Begin Records for processing

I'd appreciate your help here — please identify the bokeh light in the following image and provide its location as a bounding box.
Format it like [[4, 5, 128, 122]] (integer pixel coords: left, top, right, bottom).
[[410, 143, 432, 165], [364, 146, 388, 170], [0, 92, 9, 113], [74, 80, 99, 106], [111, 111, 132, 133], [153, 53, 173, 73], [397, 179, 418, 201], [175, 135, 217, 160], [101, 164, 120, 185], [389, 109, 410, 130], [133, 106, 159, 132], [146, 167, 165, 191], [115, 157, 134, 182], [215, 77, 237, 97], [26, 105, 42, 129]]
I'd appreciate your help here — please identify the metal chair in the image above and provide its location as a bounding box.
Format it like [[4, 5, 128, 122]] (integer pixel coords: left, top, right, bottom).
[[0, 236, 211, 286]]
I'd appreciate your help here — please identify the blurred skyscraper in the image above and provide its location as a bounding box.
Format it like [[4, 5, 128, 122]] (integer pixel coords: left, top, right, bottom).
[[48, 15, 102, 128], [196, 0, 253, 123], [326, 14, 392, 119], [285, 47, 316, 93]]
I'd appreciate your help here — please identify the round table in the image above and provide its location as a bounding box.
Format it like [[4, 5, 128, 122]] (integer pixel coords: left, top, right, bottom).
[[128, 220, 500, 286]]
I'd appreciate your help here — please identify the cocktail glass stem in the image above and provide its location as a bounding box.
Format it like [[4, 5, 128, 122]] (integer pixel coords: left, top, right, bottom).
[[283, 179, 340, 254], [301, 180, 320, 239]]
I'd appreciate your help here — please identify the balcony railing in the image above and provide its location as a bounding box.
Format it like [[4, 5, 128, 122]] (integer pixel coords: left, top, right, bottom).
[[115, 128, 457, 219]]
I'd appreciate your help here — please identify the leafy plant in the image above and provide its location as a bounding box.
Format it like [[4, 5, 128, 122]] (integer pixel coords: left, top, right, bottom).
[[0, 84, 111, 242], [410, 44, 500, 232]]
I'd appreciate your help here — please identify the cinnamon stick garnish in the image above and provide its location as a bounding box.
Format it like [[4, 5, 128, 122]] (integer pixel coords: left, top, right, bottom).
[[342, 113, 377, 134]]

End Records for processing

**Exercise goal:** Reproduce every line of the records above verbatim, without any changes.

**The completed task:**
I'd appreciate your help here — please identify the bokeh light in the following image and provide its location as a bounding box.
Format it like [[4, 5, 128, 122]] (integer pixel coords: left, top, right, bottom).
[[410, 143, 432, 165], [364, 146, 388, 170], [0, 92, 9, 113], [74, 80, 99, 106], [111, 111, 132, 133], [153, 53, 173, 73], [397, 179, 418, 201], [175, 135, 217, 160], [101, 164, 120, 185], [389, 109, 410, 130], [133, 106, 159, 132], [146, 167, 165, 191], [115, 157, 134, 182], [215, 77, 237, 97], [26, 105, 42, 129]]
I'd appreciate your help here — please identify the metal chair in the image above and provide its location as a bounding box.
Format it like [[4, 5, 128, 122]] (integer pixel coords: left, top, right, bottom).
[[0, 236, 211, 286]]
I'd appreciate your help here — please identify the blurred skyscraper in the image above and provide its location as a bounding box.
Format it like [[4, 5, 128, 122]] (integer pixel coords: left, top, right, bottom).
[[48, 15, 102, 128], [196, 0, 253, 123], [326, 14, 392, 119], [285, 47, 316, 93]]
I'd appreciate your help here — please identify the round table in the image above and provide its location as a bounding box.
Format it like [[4, 5, 128, 122]] (integer pixel coords: left, top, right, bottom).
[[128, 220, 500, 286]]
I'd appreciate your help here — please identify the cocktail glass stem in the image above and provide its location as a bounding box.
Format it like [[4, 5, 128, 122]] (integer pixel coords: left, top, right, bottom).
[[283, 179, 340, 254], [301, 180, 320, 239]]
I'd appreciate your help here — please identify the balcony railing in the image above and provide its location as a bounding box.
Format it like [[4, 5, 128, 122]] (integer pixel coords: left, top, right, bottom).
[[115, 128, 457, 219]]
I'd appreciate your help here — please identify the leafy plant in the image above and provide its location as a bounding box.
Format it like [[4, 5, 128, 122]] (integer pixel coords: left, top, right, bottom).
[[0, 84, 111, 242], [410, 44, 500, 232]]
I'd appreciate your help here — please identify the cinnamon stick garnish in the image above and provide its location as a bounding box.
Format it like [[4, 5, 128, 122]] (integer pixel coords: left, top, right, bottom).
[[342, 113, 377, 134]]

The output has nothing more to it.